Collected data entries
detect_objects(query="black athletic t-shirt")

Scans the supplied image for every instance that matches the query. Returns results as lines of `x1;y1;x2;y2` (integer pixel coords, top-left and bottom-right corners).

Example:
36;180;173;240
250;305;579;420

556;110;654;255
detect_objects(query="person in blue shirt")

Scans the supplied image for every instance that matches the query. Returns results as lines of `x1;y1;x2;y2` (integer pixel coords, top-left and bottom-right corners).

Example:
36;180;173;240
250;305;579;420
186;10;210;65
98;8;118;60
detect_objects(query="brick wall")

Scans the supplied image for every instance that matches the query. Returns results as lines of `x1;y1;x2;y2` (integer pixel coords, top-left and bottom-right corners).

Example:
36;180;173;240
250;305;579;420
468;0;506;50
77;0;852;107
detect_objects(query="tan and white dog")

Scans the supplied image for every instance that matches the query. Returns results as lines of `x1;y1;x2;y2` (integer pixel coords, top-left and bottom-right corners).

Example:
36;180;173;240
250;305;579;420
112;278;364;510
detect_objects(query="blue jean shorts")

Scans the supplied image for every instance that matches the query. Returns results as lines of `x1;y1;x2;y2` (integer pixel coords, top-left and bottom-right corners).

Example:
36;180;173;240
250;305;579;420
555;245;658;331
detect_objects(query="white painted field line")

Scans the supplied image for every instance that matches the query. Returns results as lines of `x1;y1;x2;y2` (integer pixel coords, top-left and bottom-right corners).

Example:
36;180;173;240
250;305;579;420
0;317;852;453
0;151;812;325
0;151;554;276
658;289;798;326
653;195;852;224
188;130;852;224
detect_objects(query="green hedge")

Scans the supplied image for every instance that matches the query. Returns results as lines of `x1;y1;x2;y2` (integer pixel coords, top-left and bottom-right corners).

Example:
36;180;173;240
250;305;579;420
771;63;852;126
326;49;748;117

**Aim**
Reproduce every line of the data above without changing a single character.

**Full answer**
detect_objects(query="black athletic t-shirt")

Scans the supplied image for every instance that matches the query. Returns results as lines of `x1;y1;x2;y2` (integer pixel coords, top-left and bottom-right corners).

Example:
36;180;173;240
250;305;579;420

556;110;654;255
detect_objects(query="person in blue shirt")

Scans the supplied image for every instance that matches the query. Returns results as lines of `x1;y1;x2;y2` (integer pixel coords, top-left and bottom-right corners).

Example:
36;180;173;240
250;305;579;420
186;10;210;65
98;8;118;60
detect_objects(query="brick wall")

Scans the supplied image for every instance that matches the query. Returns results as lines of `x1;y1;x2;y2` (integer pixel coords, top-left and bottom-right corners).

Example:
36;180;173;240
250;305;579;420
468;0;506;50
77;0;852;107
detect_objects(query="tan and white dog")

Scans the supplied image for every instance that matches the query. Returns results as lines of `x1;y1;x2;y2` (integer pixel coords, top-left and bottom-right corners).

Example:
36;180;173;240
250;305;579;420
112;278;364;510
detect_objects(query="blue jean shorts")

Scans the supplied image for every instance that matches the query. Returns results as lines of `x1;y1;x2;y2` (integer pixel coords, top-left and bottom-right corners).

Example:
36;180;173;240
250;305;579;420
555;245;658;331
detect_objects(query="white painted field line")

Scans the supplied image for every instance that matches the query. Returns results as lines of `x1;y1;x2;y2` (integer pixel coords, top-left and bottom-right corners).

Example:
36;180;173;240
250;305;579;420
0;317;852;453
0;151;812;325
0;151;554;276
658;289;798;326
653;195;852;224
188;130;852;224
detect_objects(query="green hedge")

Scans the supplied image for every instance that matches the query. Returns results as lines of `x1;y1;x2;y2` (integer pixel coords, top-left and bottom-right corners).

Example:
36;180;173;240
250;305;579;420
771;63;852;126
326;49;748;117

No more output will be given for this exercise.